Task requirements: What is expected is a word-for-word copy of all the entries.

------------------------------------------------

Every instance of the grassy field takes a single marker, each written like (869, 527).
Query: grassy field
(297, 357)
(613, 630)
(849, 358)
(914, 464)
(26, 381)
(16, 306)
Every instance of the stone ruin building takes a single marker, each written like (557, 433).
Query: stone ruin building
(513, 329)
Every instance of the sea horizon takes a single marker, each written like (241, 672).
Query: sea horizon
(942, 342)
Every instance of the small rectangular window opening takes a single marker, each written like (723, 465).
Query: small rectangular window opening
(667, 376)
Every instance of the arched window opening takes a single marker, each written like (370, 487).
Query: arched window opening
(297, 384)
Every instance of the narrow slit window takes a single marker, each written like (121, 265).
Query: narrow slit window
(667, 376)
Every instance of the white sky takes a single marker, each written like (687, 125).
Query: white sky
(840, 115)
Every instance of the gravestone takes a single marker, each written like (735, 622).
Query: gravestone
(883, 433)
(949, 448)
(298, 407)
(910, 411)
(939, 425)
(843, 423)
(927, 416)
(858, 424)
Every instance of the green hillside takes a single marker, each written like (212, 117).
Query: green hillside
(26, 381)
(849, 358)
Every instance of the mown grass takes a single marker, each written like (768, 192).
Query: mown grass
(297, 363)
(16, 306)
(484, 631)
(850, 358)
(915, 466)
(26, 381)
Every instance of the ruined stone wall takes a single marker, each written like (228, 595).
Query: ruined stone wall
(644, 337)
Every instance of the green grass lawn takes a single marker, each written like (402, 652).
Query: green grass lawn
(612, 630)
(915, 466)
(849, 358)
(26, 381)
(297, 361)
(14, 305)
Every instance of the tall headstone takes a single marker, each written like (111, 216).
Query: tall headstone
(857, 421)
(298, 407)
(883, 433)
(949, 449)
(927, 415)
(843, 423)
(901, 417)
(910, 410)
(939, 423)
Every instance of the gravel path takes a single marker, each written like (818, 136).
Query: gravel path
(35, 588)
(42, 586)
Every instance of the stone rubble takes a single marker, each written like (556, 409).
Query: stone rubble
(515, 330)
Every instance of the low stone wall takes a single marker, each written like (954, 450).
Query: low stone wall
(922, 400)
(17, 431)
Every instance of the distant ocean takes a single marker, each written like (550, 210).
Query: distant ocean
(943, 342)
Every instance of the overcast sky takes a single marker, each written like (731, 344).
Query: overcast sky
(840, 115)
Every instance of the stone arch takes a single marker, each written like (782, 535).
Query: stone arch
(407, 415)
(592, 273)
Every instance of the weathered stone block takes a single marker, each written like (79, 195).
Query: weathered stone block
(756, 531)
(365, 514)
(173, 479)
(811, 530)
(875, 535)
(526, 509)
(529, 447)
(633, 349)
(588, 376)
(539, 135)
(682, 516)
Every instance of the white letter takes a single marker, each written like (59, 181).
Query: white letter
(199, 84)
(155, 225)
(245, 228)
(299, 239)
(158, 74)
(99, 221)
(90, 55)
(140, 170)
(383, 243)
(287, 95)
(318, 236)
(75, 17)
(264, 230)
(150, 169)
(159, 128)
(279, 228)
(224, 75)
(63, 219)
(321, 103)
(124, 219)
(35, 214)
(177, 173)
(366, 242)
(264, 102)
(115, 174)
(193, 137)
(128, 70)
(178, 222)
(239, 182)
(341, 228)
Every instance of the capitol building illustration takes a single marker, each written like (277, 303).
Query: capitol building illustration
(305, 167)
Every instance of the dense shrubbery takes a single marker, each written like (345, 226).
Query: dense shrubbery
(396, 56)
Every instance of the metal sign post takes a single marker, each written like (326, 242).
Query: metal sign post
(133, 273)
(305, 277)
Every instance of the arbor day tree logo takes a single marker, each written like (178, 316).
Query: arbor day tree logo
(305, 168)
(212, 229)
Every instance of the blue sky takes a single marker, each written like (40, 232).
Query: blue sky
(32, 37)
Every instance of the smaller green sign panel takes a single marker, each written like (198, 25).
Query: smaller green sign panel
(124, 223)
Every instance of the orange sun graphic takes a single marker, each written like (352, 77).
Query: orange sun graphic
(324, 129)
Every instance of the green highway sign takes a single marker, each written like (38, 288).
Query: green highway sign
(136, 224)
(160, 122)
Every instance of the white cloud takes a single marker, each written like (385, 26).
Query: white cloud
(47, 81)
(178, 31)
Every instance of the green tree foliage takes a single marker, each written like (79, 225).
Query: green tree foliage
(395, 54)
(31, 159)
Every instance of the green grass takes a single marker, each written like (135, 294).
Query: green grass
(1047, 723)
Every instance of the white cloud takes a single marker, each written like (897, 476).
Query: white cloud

------------------------------------------------

Solved problem:
Every instance of the grassy field takes a single marker, each written like (869, 527).
Query: grassy field
(297, 357)
(613, 630)
(849, 358)
(914, 464)
(26, 381)
(16, 306)
Every instance of the stone ruin building takes a single marker, each written like (557, 433).
Query: stone ruin building
(513, 329)
Every instance of the sea horizon takes a single marker, each written like (241, 672).
Query: sea horizon
(942, 342)
Every instance of the small rectangular window opening takes a single marker, each written like (723, 465).
Query: small rectangular window opening
(667, 376)
Every instance of the arched window opening takes a single marker, each written like (370, 487).
Query: arched window opening
(297, 384)
Every instance of the narrow slit window takes a single marker, each written like (121, 265).
Query: narrow slit window
(667, 376)
Every instance of the white sky takes a single marker, each written like (687, 125).
Query: white sky
(840, 115)
Every instance of the gravestone takes a single marker, each written like (735, 622).
Query: gravestone
(883, 433)
(949, 448)
(298, 407)
(910, 411)
(939, 425)
(843, 423)
(927, 416)
(858, 424)
Every instance of the green hillside takes a single marker, each written like (212, 117).
Query: green hillside
(26, 381)
(849, 358)
Every instance of the mown grass takes a single marker, each written like (768, 192).
Query: mown grass
(297, 363)
(16, 306)
(484, 631)
(850, 358)
(915, 466)
(26, 381)
Every instance of the ruined stone wall takes a single marker, each written like (228, 595).
Query: ruined stone wall
(644, 337)
Every instance of the green grass lawn takes a single marker, each written like (402, 652).
Query: green grass lawn
(612, 630)
(915, 466)
(849, 358)
(26, 381)
(297, 361)
(14, 305)
Every instance of the tall headstone takes a single marker, each written like (111, 216).
Query: tall headstone
(857, 421)
(298, 407)
(883, 433)
(949, 449)
(927, 415)
(843, 423)
(901, 417)
(910, 410)
(939, 423)
Every instance of the gravel path takes a single marker, each written like (818, 136).
Query: gravel path
(35, 588)
(42, 586)
Every instance of the stone rubble takes a single marker, each written like (556, 409).
Query: stone rubble
(515, 330)
Every instance of the low stone wall takes a single marker, each written like (954, 450).
Query: low stone wall
(922, 400)
(17, 431)
Every instance of the distant ocean takes a single marker, each written like (550, 210).
Query: distant ocean
(943, 342)
Every instance of the overcast sky takes a single marker, each written like (731, 344).
Query: overcast sky
(840, 115)
Every instance of the stone arch takes a single marker, each written like (782, 535).
Query: stone arch
(407, 415)
(592, 273)
Every instance of the weathered stone block takes a single marker, each written like (79, 195).
Query: weathered stone block
(756, 531)
(365, 514)
(173, 479)
(811, 530)
(875, 535)
(526, 509)
(529, 447)
(633, 349)
(588, 376)
(539, 135)
(682, 516)
Every instance of the white letter takes a single marker, each written like (59, 181).
Query: white letter
(199, 84)
(155, 225)
(245, 228)
(299, 239)
(158, 74)
(99, 221)
(90, 55)
(140, 170)
(383, 243)
(287, 95)
(318, 236)
(75, 17)
(264, 230)
(150, 169)
(159, 128)
(279, 228)
(224, 75)
(63, 219)
(321, 103)
(124, 219)
(35, 214)
(177, 173)
(366, 242)
(264, 102)
(115, 174)
(193, 137)
(128, 70)
(178, 222)
(239, 182)
(341, 228)
Every instance of the capitol building illustration takes a single marker, each written like (277, 303).
Query: capitol building illustration
(305, 167)
Every instance of the dense shrubbery takes a single marker, each written like (345, 226).
Query: dense shrubbery
(396, 56)
Every instance of the metal sign post takes a single marker, each written like (326, 242).
Query: metal sign post
(133, 273)
(305, 277)
Every instance of the arbor day tree logo takes a single marker, each written like (178, 316).
Query: arbor day tree logo
(305, 168)
(212, 229)
Every instance of the blue sky takes a single marker, each written like (40, 232).
Query: blue sky
(32, 37)
Every instance of the smaller green sign panel takes a single marker, each written like (198, 25).
Query: smaller green sign panel
(124, 223)
Every instance of the orange sun graphic takes a single marker, each written like (352, 77).
Query: orange sun graphic
(324, 129)
Every instance of the green highway sign takes a single marker, each written like (38, 288).
Query: green highway sign
(136, 224)
(160, 122)
Every instance of the white cloud takes a single marker, each written like (385, 26).
Query: white cloud
(47, 81)
(178, 31)
Every instance of the green tree foliage takes a single marker, each written like (79, 225).
Query: green tree foliage
(395, 54)
(31, 159)
Every instance of the green grass takes a single marker, each written like (135, 294).
Query: green grass
(1047, 723)
Every instance of the white cloud takes a single marker, each written like (897, 476).
Query: white cloud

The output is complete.